━━━━━ 提供された文章

「聖句を聖句と比べてみよう」
ひとりの男性が,ニューヨーク市行きの列車の床に落ちていたパンフレットに目を留めました。そこには『人間の魂は死すべきものである』と書かれていました。牧師であるその男性は興味を引かれて読み始めます。それまで魂の不滅の教えに疑問を感じたことなどなかったので,驚きました。その時はだれがパンフレットを書いたのかは分かりませんでした。それでも,聖書に基づく納得のゆく論議だと感じ,真剣に調べる価値があると考えました。
この牧師はジョージ・ストーズです。この出来事が生じた1837年は,後に進化論へと発展する考えをチャールズ・ダーウィンが初めてノートに記した年です。人々はまだ宗教心が厚く,神を信じていました。多くの人が聖書を読み,その権威を尊重していました。
後ほどストーズは,パンフレットの著者がペンシルバニア州フィラデルフィアのヘンリー・グルーであることを知りました。グルーは,『聖書の最も優れた解釈者は聖書そのものである』という主義を貫いており,仲間と共に,自分たちの生活や活動を聖書の助言に合わせる目的で聖書を研究していました。その研究により,美しい聖書の真理が幾つか明らかになりました。
グルーの著作に刺激を受けたストーズは,聖書が魂について述べている事柄を注意深く調べ,仲間の牧師たちと話し合いました。そして5年間の真剣な研究の後,新たに見いだした宝石のような聖書の真理を発表することにしました。まず,一つの説教を準備し,1842年のある日曜日に話しました。しかし,この論題をしっかり論じるには一つの説教では足りないと感じました。最終的に,人間の魂が死すべきものであることに関する説教は六つになり,「六つの説教」(英語)として出版されました。ストーズは,キリスト教世界が説く神を辱める教義の下に埋もれていた美しい真理を掘り出すために,聖句を聖句と比べたのです。

━━━━━━━━━━
━━━━━ 提供データ

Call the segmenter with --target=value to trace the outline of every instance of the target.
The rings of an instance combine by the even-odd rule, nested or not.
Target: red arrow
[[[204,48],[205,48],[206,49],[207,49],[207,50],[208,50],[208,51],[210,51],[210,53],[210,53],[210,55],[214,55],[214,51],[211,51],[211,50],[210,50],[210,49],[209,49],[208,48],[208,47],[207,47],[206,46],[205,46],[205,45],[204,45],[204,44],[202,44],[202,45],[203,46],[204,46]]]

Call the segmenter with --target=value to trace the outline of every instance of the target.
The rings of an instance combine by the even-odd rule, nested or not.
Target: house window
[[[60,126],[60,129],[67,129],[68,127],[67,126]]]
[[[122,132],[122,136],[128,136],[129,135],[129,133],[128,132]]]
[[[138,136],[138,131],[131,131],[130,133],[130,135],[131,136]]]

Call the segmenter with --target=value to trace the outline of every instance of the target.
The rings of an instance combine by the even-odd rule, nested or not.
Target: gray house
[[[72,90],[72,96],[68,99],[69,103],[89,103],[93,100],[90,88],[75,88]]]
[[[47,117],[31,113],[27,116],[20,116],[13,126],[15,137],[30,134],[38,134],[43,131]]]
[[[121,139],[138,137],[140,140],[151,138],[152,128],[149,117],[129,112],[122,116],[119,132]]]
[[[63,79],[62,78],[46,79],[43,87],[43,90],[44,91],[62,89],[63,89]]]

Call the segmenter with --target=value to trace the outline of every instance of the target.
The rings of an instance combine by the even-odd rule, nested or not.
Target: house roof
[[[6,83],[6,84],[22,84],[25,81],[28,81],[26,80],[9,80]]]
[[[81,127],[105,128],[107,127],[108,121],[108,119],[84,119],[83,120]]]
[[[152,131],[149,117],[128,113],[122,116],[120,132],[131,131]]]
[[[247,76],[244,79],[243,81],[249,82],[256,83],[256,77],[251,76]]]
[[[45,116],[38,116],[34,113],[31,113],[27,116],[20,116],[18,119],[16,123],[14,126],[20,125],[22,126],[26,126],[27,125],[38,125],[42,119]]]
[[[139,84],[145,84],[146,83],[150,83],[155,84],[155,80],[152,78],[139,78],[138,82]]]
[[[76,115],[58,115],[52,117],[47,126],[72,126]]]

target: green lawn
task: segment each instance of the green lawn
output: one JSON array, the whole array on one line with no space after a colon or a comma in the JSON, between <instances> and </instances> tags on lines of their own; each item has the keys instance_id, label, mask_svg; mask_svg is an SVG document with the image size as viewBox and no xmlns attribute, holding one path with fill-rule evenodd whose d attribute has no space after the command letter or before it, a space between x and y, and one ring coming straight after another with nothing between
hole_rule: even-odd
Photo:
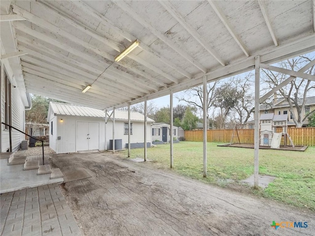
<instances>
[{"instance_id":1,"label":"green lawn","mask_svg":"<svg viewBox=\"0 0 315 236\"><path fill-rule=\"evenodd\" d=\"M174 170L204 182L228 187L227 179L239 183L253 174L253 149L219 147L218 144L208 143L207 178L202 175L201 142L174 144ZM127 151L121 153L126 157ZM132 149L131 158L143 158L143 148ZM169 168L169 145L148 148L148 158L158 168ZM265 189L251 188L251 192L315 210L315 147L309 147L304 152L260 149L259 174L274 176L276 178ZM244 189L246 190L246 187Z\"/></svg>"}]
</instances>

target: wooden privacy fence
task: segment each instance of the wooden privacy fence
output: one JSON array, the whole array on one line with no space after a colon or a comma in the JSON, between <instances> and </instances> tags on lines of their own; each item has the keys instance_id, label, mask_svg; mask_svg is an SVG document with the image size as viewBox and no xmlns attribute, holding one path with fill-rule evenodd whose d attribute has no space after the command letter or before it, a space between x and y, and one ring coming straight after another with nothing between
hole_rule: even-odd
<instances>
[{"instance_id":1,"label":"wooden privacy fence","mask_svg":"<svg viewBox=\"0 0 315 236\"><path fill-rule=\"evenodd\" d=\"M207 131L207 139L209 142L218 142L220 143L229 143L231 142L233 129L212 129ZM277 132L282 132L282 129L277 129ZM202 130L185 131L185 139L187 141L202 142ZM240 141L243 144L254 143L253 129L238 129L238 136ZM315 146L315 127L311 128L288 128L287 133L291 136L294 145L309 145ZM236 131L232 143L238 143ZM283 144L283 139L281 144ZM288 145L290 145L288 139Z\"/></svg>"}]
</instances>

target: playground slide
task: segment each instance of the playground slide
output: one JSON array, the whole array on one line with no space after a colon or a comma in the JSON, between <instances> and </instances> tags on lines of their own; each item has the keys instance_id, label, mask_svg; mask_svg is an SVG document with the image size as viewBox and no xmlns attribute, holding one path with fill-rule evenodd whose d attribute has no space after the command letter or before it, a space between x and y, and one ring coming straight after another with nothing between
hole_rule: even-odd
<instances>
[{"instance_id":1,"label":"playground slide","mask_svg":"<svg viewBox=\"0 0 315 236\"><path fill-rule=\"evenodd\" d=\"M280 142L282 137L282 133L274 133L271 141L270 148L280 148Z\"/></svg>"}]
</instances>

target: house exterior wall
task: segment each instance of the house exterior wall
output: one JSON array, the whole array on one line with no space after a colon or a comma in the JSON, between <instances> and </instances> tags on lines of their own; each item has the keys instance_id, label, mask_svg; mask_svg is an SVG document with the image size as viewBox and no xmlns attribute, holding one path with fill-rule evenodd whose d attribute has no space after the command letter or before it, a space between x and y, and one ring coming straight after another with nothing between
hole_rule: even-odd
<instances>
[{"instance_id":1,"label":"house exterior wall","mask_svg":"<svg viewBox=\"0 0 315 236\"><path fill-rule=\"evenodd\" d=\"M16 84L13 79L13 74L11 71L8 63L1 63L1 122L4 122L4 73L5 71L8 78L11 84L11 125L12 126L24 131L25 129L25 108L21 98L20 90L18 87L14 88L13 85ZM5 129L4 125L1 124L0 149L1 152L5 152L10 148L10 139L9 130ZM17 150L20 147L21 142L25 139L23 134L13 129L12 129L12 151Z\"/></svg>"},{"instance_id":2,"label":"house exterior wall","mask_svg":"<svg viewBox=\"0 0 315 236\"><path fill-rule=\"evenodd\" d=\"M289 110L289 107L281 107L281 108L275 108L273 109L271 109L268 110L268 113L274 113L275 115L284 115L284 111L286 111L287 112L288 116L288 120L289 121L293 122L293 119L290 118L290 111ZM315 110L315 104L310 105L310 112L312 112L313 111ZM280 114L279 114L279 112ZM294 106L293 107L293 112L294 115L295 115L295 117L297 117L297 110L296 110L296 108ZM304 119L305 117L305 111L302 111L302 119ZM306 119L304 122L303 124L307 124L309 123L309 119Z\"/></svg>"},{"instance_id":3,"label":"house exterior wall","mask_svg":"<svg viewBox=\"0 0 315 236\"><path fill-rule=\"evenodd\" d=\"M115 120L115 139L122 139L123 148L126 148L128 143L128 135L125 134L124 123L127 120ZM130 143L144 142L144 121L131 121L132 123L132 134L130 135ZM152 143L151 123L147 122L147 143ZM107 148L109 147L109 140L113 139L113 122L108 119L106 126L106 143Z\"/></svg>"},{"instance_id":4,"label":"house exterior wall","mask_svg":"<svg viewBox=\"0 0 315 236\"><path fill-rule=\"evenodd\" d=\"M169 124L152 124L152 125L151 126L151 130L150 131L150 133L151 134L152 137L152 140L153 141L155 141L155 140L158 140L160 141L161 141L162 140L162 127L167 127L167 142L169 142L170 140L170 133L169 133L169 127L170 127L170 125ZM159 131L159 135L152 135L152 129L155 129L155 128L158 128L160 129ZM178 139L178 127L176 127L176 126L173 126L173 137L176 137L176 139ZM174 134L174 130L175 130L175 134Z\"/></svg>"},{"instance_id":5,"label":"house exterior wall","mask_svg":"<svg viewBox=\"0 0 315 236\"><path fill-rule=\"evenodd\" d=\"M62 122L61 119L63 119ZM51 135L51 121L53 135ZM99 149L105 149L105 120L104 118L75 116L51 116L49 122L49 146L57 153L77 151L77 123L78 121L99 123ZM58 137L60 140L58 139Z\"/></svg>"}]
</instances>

━━━━━━━━━━

必要な作業:
1 - 文章に名前が出てくる人物を、すべて挙げてください。
2 - 文章によると、人間の魂が死すべきものであることに関するストーズの説教は、最終的にいくつになりましたか。

記述による回答:
1 - ジョージ・ストーズ、チャールズ・ダーウィン、ヘンリー・グルーの3人です。

2 - 六つになりました。